» Objective 1: Copy the stretch of the weathering text from "Additionally, it is" through "without human intervention." word for word.

Weathering has a symbiotic relationship to climate -- so the degree of weathering will vary with the climate of a particular area. One example might be a rock in the arctic regions would be exposed to a far different set of temperature, moisture, and chemicals over the course of a year than one in the middle of the Sahara desert. In the mid-latitudes, though, one would expect a moderate amount of both physical and chemical weathering. Depending again on the type of rock some will be more or less susceptible than others. Granite is a common mid-latitude rock, and is both dense and heavy (molecules of components are close together). Very little of the mineral components, then, will be exposed under natural conditions, so very little chemical weathering will occur. Sandstone, however, another common mid-latitude rock, will be greatly affected by chemical weathering since it is pours.
Additionally, it is important to note that chemical weathering can be increased through materials put into the atmosphere that, when mixed with water or oxygen molecules, can fall back to earth as "acid rain" or smog particles that can damage rocks. Since the mid-latitudes are the most populace areas, those areas have the higher chance of chemically induced weathering. In addition, in mid-latitudes, humans excavate, change the landscape through mining or construction, and/or otherwise expose rocks to chemicals in ways they might not have been without human intervention.
Chemical Weathering. (2010). Think Quest. Retrieved from: http://library.thinkquest.org/
Mechanical and Chemical Weathering. (2006). retrieved from: http://www.ux1.eiu.edu/~cfjps/
Part 2 -- A river delta is a landform at the mouth of a river in which the water flows into a larger body of water -- the ocean, lake, or reservoir. They are formed from deposits of sediment that are carried by the river and over long periods, deposited along the edges of the area at the mouth. This forms three sedimentary structures: 1) The bottomset beds are created from sediment that settles out of the water and laid down as tiers or layers; 2) The foreset beds build over the bottomset beds and are the loads of larger sediments that roll along the main channel. Over time these form small piles in which slides occur, thus creating different slopes; and, 3) The Topset beds overlay the foresets and are smaller sized sediments that come from the shifts in river patterns and speed.

» Entries supplied:
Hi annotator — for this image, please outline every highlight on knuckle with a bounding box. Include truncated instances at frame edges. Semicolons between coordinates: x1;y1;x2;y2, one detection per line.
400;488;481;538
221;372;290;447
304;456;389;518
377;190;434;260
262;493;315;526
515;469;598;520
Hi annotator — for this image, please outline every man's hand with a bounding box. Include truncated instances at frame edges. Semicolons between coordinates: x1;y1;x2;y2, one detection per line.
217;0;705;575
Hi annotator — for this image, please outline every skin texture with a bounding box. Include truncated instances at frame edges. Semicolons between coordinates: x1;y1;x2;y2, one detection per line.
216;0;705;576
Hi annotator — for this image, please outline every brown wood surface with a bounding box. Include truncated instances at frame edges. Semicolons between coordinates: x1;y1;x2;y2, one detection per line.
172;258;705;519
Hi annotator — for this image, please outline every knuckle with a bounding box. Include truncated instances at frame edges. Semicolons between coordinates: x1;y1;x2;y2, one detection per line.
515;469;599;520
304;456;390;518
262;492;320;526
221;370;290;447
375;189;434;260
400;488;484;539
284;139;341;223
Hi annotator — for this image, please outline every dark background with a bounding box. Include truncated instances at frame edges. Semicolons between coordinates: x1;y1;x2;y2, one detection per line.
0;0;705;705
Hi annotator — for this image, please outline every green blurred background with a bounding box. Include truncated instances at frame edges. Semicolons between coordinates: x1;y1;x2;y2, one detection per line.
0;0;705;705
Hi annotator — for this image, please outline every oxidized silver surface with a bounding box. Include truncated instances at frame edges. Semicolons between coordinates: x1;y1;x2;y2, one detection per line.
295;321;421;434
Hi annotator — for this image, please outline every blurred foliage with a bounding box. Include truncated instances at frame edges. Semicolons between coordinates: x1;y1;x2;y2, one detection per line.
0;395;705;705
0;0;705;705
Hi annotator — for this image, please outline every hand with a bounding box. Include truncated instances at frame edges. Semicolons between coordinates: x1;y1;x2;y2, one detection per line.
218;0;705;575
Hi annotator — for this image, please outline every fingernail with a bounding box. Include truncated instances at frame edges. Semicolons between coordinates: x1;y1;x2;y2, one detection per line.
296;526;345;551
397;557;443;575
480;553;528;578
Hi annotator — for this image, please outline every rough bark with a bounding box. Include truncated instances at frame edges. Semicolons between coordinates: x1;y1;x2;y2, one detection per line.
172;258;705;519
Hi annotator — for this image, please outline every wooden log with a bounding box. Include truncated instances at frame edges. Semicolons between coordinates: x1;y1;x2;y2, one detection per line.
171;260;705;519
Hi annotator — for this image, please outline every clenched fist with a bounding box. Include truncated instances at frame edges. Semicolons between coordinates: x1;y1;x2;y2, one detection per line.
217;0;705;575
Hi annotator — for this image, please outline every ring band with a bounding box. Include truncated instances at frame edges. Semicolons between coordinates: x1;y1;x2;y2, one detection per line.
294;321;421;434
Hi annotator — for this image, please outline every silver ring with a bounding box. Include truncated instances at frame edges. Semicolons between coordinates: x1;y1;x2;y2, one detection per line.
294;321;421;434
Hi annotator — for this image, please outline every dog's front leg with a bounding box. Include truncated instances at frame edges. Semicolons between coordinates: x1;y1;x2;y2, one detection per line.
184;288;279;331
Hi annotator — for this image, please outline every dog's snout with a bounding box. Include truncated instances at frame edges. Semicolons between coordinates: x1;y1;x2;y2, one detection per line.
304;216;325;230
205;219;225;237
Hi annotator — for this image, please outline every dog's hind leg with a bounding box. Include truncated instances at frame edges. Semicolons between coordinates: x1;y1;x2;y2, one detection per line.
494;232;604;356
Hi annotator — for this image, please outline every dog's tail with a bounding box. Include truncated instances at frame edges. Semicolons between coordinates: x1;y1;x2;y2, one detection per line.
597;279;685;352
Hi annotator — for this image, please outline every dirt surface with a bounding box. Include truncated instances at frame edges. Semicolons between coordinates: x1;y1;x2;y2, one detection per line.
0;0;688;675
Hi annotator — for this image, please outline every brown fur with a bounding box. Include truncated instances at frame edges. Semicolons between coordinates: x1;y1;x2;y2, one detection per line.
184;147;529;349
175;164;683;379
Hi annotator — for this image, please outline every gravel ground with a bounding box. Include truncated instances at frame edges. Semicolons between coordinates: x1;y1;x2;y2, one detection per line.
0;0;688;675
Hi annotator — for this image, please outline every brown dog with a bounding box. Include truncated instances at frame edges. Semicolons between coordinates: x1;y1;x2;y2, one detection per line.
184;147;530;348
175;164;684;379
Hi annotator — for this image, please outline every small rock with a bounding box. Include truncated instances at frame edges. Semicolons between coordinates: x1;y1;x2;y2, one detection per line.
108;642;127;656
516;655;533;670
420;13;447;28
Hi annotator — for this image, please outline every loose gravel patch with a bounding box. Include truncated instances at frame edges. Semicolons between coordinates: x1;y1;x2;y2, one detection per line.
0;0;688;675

» Objective 2: In the records, take the stretch from the line containing "Hi annotator — for this image, please outline every clenched" through the line containing "494;232;604;356" and change every "dog's" to "animal's", keeping everything else intact. Output only those lines.

» Expected output 1:
Additionally, it is important to note that chemical weathering can be increased through materials put into the atmosphere that, when mixed with water or oxygen molecules, can fall back to earth as "acid rain" or smog particles that can damage rocks. Since the mid-latitudes are the most populace areas, those areas have the higher chance of chemically induced weathering. In addition, in mid-latitudes, humans excavate, change the landscape through mining or construction, and/or otherwise expose rocks to chemicals in ways they might not have been without human intervention.

» Expected output 2:
Hi annotator — for this image, please outline every clenched fist with a bounding box. Include truncated instances at frame edges. Semicolons between coordinates: x1;y1;x2;y2, one detection per line.
217;0;705;575
Hi annotator — for this image, please outline every ring band with a bounding box. Include truncated instances at frame edges. Semicolons between coordinates: x1;y1;x2;y2, one detection per line.
294;321;421;434
Hi annotator — for this image, please outline every silver ring with a bounding box. Include truncated instances at frame edges. Semicolons between coordinates: x1;y1;x2;y2, one detection per line.
294;321;421;434
Hi annotator — for this image, please outline every animal's front leg with a bounding box. Include truncated instances at frame edges. Semicolons between coordinates: x1;y1;x2;y2, one detection per line.
184;288;279;331
Hi annotator — for this image, please outline every animal's snout with a bounding box. Include truncated instances at frame edges. Semicolons between coordinates: x1;y1;x2;y2, one detection per line.
304;216;325;230
205;219;225;237
Hi annotator — for this image, please outline every animal's hind leg with a bounding box. Include truncated instances at frame edges. Semicolons between coordinates: x1;y1;x2;y2, one detection per line.
494;232;604;356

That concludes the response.